TEXT SEGMENT ▸
I think of my collections as art, whether beads, yarn, species in my garden, or items in my preps. The only difference between these and a Monet on the wall is that my collection will probably someday save my hind parts, and my family's too.


----------



## Possumfam (Apr 19, 2011)

Yep, it makes me smile, too! I'm at a point, though, where I need to find additional storage. We are in a position that, at any given time, company can drop by and sometimes stay for hours or days. Almost every room in the house could be visited. So, we're trying to hide things in plain sight, but...we're running out of room! We already have things tucked under beds, behind sofas, tables made outta 5 gal. buckets, etc... Where do you go from there?


----------



## JayJay (Nov 23, 2010)

I'm calling Lowe's right now...we have doors that can be locked from the inside...yikes; how do I get back in??
What if a child locked the door and can't get it unlocked?? I tried that straight thing that tightens new tp holders, etc--didn't work.
Stupid damn doors...and then I am definitely locking my room with the buckets, canned veggies in closet, and shelfs of food and supplies.:ignore:

Thanks dirtgirl and gypsysue...oh, we have been blessed---and with all our break downs?? there are things that can just wait to be fixed....I do see those in the grocery not stocking and remember when it was gas or food for us more than once...and realize that may be all they can afford today. And every night, they are on MY list...of prayers.


----------



## goshengirl (Dec 18, 2010)

JayJay said:


> I do see those in the grocery not stocking and remember when it was gas or food for us more than once...and realize that may be all they can afford today. And every night, they are on MY list...of prayers.


Amen! :flower:


----------

INFORMATION PROVIDED ▸
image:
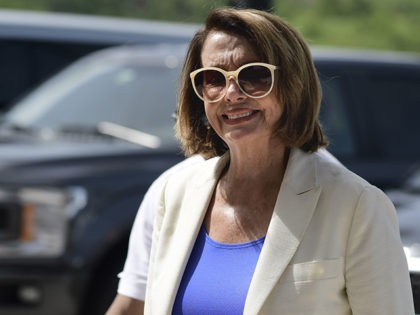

WRITTEN TASKS ▸
1. Answer these questions about the forum thread above:
(a) To what does the first writer compare a collection of beads, yarn, or preps?
(b) What does Possumfam say some tables are made from?
(c) Which store is JayJay calling?
2. Output the passage of the forum thread above word for word, starting with "Yep, it makes" and going on through "holders, etc--didn't work.".

FULL SOLUTIONS ▸
1.
(a) A Monet on the wall
(b) 5 gal. buckets
(c) Lowe's

2.
Yep, it makes me smile, too! I'm at a point, though, where I need to find additional storage. We are in a position that, at any given time, company can drop by and sometimes stay for hours or days. Almost every room in the house could be visited. So, we're trying to hide things in plain sight, but...we're running out of room! We already have things tucked under beds, behind sofas, tables made outta 5 gal. buckets, etc... Where do you go from there?


----------



## JayJay (Nov 23, 2010)

I'm calling Lowe's right now...we have doors that can be locked from the inside...yikes; how do I get back in??
What if a child locked the door and can't get it unlocked?? I tried that straight thing that tightens new tp holders, etc--didn't work.